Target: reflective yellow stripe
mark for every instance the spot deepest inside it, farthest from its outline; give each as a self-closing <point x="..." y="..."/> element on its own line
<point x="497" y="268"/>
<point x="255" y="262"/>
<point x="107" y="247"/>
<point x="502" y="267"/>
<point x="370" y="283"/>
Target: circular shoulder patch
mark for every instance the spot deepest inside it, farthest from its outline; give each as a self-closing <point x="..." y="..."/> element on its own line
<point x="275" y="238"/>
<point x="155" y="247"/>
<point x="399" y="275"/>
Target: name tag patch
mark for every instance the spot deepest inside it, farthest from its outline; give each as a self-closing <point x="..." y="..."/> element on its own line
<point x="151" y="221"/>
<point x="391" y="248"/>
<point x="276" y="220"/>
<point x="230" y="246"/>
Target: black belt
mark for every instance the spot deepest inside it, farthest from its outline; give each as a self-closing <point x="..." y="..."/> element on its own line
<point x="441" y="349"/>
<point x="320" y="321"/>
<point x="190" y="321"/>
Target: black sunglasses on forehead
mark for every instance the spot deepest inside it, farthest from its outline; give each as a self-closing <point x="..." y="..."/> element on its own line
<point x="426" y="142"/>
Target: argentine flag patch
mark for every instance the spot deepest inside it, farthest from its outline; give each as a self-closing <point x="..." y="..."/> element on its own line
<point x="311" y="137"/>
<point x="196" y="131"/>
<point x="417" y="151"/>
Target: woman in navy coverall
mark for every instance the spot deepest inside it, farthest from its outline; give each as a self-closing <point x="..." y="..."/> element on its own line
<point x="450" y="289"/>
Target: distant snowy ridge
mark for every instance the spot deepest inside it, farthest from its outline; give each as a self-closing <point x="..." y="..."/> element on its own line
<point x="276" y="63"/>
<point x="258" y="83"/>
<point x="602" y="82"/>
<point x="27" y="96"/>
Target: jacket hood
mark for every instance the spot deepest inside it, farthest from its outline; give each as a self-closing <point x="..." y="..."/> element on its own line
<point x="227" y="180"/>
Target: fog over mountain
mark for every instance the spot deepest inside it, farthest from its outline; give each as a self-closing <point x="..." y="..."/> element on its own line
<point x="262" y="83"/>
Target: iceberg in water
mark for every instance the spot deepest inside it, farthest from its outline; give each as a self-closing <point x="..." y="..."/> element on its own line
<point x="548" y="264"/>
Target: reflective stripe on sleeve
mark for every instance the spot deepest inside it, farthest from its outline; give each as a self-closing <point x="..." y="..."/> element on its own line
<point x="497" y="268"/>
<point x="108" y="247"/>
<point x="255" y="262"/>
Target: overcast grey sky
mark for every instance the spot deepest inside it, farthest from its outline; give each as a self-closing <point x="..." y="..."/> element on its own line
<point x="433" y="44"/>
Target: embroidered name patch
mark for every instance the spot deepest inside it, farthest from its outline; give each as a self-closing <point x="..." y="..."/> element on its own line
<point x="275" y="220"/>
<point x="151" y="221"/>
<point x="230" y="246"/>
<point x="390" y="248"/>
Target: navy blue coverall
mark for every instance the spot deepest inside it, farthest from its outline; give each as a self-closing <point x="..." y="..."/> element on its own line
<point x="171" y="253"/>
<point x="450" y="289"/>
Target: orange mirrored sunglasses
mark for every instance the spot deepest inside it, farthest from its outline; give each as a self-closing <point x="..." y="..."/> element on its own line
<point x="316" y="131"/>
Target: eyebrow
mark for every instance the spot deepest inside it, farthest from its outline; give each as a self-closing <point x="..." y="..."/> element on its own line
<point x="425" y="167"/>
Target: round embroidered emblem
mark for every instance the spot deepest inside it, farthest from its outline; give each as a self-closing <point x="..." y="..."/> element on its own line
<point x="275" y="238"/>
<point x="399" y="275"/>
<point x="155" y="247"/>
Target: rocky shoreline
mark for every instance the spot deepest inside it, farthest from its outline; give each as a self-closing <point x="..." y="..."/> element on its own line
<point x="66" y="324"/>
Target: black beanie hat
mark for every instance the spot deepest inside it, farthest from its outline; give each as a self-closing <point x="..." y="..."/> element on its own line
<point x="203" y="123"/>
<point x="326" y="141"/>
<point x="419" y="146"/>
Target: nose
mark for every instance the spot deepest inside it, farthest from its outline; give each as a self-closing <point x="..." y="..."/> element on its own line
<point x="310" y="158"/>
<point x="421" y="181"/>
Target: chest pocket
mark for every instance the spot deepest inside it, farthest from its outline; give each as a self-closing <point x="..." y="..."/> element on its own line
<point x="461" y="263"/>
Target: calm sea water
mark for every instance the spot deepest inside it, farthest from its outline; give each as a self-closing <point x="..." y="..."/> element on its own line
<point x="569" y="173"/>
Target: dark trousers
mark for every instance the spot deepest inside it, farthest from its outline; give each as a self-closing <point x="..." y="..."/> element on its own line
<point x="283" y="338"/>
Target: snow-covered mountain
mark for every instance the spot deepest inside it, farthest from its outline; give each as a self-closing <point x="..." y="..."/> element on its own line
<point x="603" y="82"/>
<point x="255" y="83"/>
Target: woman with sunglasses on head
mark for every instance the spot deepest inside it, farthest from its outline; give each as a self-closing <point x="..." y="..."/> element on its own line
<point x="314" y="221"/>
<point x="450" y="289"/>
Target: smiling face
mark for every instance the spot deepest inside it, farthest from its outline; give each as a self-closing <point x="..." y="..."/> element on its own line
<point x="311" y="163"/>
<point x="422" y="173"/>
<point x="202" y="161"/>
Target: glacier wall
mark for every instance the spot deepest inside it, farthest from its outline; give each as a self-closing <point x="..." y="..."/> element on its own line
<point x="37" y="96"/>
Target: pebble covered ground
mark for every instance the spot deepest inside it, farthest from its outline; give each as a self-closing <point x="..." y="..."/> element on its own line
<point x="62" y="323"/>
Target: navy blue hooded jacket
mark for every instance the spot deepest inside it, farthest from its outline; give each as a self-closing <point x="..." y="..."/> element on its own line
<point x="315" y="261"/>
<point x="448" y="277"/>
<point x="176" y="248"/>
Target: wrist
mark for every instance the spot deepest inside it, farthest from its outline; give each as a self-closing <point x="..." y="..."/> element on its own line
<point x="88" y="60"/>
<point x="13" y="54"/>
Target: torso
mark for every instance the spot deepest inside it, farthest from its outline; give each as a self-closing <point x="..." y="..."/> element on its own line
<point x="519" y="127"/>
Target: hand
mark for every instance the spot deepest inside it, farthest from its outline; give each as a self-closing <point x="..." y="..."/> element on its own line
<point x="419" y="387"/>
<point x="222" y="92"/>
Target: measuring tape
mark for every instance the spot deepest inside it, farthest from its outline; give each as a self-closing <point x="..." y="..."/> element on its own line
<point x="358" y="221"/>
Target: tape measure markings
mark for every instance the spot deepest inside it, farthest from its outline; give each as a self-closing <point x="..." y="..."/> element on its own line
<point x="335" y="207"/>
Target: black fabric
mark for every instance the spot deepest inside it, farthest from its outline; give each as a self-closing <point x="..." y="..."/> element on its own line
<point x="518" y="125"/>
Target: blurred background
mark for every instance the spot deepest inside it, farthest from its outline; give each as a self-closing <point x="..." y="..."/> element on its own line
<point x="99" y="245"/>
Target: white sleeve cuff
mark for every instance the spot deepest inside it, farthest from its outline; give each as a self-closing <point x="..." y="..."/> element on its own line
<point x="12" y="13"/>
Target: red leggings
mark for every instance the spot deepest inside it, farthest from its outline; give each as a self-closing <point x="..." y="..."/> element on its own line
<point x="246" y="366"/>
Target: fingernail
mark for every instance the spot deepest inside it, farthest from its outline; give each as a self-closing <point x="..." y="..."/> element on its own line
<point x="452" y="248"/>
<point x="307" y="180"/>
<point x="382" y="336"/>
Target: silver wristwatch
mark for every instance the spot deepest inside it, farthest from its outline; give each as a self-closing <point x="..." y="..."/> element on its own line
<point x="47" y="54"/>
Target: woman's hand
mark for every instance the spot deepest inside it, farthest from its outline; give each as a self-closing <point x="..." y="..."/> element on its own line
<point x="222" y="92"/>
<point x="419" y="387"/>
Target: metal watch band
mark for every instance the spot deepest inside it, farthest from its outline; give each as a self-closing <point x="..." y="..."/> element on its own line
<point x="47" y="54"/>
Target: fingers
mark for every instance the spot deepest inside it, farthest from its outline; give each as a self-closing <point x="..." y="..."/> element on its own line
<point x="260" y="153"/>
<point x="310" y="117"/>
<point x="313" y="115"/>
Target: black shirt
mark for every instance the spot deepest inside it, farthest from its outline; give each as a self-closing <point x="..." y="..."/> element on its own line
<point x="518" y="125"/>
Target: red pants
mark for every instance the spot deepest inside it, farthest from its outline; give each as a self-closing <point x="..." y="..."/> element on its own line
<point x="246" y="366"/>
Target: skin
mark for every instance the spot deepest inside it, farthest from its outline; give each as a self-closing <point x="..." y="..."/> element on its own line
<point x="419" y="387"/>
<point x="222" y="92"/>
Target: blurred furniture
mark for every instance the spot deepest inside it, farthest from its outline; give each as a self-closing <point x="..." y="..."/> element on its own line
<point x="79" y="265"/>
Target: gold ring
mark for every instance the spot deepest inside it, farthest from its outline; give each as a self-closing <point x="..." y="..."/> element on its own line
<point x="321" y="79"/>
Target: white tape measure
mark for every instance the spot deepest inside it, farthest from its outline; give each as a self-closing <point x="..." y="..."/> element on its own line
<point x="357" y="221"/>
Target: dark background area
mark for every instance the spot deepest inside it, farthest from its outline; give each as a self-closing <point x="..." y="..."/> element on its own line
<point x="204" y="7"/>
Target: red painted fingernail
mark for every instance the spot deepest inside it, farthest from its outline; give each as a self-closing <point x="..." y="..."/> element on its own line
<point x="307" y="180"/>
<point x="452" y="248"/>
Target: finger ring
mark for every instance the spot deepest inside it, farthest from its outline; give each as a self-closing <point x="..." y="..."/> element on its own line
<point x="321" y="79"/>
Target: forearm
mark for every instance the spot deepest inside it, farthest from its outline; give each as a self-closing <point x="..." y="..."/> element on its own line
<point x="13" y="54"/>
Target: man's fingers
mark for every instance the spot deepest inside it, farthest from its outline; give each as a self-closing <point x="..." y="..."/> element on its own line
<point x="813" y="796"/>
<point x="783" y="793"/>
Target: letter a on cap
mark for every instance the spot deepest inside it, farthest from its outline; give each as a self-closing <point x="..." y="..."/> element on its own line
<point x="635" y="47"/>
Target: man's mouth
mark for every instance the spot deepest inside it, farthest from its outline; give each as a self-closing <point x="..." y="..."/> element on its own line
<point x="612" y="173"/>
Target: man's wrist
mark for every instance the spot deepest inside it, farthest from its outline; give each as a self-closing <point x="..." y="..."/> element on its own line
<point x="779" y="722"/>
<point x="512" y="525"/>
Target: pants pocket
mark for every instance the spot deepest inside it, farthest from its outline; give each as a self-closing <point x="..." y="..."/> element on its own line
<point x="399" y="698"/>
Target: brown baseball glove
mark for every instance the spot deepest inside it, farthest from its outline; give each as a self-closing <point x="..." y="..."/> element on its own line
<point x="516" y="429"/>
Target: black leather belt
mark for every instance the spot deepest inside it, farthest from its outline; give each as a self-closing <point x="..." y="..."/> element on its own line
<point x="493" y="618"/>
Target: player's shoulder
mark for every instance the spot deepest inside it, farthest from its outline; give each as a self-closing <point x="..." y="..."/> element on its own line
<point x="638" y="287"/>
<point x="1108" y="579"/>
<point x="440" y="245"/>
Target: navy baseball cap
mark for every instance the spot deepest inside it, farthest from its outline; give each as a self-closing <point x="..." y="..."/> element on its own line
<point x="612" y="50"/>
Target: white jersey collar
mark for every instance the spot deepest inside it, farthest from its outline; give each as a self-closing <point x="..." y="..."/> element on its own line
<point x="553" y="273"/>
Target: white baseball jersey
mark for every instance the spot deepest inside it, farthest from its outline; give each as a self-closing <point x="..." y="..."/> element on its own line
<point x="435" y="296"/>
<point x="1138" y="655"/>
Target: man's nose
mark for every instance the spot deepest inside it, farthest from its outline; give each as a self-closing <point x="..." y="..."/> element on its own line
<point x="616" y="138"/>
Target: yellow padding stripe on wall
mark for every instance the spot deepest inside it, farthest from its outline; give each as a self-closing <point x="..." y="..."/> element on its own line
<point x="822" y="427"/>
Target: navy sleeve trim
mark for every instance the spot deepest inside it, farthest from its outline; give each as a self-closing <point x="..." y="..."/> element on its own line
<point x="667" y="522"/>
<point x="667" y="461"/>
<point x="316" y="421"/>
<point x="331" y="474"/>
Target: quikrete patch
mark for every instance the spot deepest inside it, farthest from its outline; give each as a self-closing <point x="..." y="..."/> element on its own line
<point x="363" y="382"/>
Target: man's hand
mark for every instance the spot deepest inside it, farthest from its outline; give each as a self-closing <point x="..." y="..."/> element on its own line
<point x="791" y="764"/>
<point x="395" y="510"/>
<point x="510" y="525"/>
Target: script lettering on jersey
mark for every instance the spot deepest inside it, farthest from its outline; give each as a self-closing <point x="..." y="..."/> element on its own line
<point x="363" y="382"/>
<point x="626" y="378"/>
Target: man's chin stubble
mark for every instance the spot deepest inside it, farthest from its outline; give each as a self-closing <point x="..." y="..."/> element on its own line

* **WORK TASK**
Set down, exactly as they appear above, all lines from the one that has "Target: fingernail" down to the one that has "Target: silver wristwatch", including those two and no others.

* **WRITTEN RESPONSE**
Target: fingernail
mark for every instance the spot deepest inside it, farthest from its outline; give each as a self-closing <point x="..." y="..."/> element on its own line
<point x="452" y="248"/>
<point x="307" y="180"/>
<point x="382" y="336"/>
Target: silver wristwatch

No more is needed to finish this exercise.